What you have to do:
Convert the entries below into a JSON array of strings, one string per line, with blank lines omitted.

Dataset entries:
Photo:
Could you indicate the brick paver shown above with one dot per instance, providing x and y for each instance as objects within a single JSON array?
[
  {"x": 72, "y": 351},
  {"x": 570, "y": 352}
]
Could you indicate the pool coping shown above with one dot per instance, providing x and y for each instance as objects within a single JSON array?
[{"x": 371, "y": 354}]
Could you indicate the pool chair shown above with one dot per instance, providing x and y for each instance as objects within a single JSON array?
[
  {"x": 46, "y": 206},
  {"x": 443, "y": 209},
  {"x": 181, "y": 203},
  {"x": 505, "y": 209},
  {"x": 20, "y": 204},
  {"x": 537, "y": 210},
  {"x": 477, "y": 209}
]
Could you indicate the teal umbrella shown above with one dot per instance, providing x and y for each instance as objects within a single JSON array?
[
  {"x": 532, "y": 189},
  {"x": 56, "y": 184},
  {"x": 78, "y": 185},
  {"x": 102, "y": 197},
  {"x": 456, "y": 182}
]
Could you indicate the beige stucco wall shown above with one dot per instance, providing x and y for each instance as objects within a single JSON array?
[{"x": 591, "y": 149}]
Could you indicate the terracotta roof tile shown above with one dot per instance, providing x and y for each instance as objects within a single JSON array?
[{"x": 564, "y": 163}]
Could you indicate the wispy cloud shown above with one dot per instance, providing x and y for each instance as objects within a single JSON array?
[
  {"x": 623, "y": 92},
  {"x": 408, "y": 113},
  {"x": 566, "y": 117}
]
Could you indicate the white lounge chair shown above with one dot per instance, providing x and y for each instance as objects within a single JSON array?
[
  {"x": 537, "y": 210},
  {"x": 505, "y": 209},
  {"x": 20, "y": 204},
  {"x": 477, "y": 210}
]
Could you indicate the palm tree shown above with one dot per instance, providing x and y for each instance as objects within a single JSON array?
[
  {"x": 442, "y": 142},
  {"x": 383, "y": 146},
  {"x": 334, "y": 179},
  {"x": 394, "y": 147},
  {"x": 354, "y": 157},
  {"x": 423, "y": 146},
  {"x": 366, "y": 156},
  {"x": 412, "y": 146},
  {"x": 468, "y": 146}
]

Task output:
[
  "Photo:",
  "Could you indicate the brick paver shown above with one dot per instance, providing x and y for each instance as objects within a single JSON array?",
  "[",
  "  {\"x\": 72, \"y\": 351},",
  "  {\"x\": 570, \"y\": 352}",
  "]",
  "Could you indicate the pool coping shown above with one dot per instance, providing x and y for each instance as objects within a single JSON array?",
  "[{\"x\": 371, \"y\": 354}]",
  "Could you indicate the pool chair shown above with one dot per instance, providing x and y for each instance as objects within a single JSON array?",
  "[",
  "  {\"x\": 46, \"y\": 206},",
  "  {\"x\": 443, \"y\": 209},",
  "  {\"x\": 181, \"y\": 203},",
  "  {\"x\": 505, \"y\": 209},",
  "  {\"x\": 20, \"y\": 204},",
  "  {\"x\": 537, \"y\": 210},",
  "  {\"x\": 477, \"y\": 209}",
  "]",
  "Could you indicate the teal umbrella shown above with one dot per instance, providing x and y for each instance as objects within a single JSON array?",
  "[",
  "  {\"x\": 532, \"y\": 189},",
  "  {\"x\": 56, \"y\": 184},",
  "  {\"x\": 78, \"y\": 185},",
  "  {\"x\": 102, \"y\": 197},",
  "  {\"x\": 456, \"y\": 182}",
  "]",
  "Could you indicate the beige stucco wall shown above with one dot per instance, providing x and y for each instance as objects within a single JSON array?",
  "[{\"x\": 591, \"y\": 149}]",
  "Could you indicate the terracotta roof tile shown above with one dot per instance, providing x and y for each instance as objects within a single JSON array?",
  "[{\"x\": 564, \"y\": 163}]",
  "Could you indicate the wispy cloud shown above with one dot per instance, providing x and y for each instance as objects within a single JSON array?",
  "[",
  "  {\"x\": 623, \"y\": 92},",
  "  {\"x\": 408, \"y\": 113},",
  "  {\"x\": 566, \"y\": 117}",
  "]",
  "Could you indicate the white lounge chair shown above with one dot per instance, providing x and y for each instance as objects within a single JSON array?",
  "[",
  "  {\"x\": 537, \"y\": 210},",
  "  {\"x\": 505, \"y\": 209},",
  "  {\"x\": 20, \"y\": 204},",
  "  {\"x\": 477, \"y\": 210}",
  "]",
  "Could you indicate the palm tree shown above with one dot per instance, providing x and y for each instance as objects within a single JSON array?",
  "[",
  "  {\"x\": 442, \"y\": 142},",
  "  {\"x\": 383, \"y\": 146},",
  "  {\"x\": 334, \"y\": 179},",
  "  {\"x\": 394, \"y\": 147},",
  "  {\"x\": 354, \"y\": 157},",
  "  {\"x\": 423, \"y\": 146},",
  "  {\"x\": 366, \"y\": 156},",
  "  {\"x\": 412, \"y\": 146},",
  "  {\"x\": 468, \"y\": 146}",
  "]"
]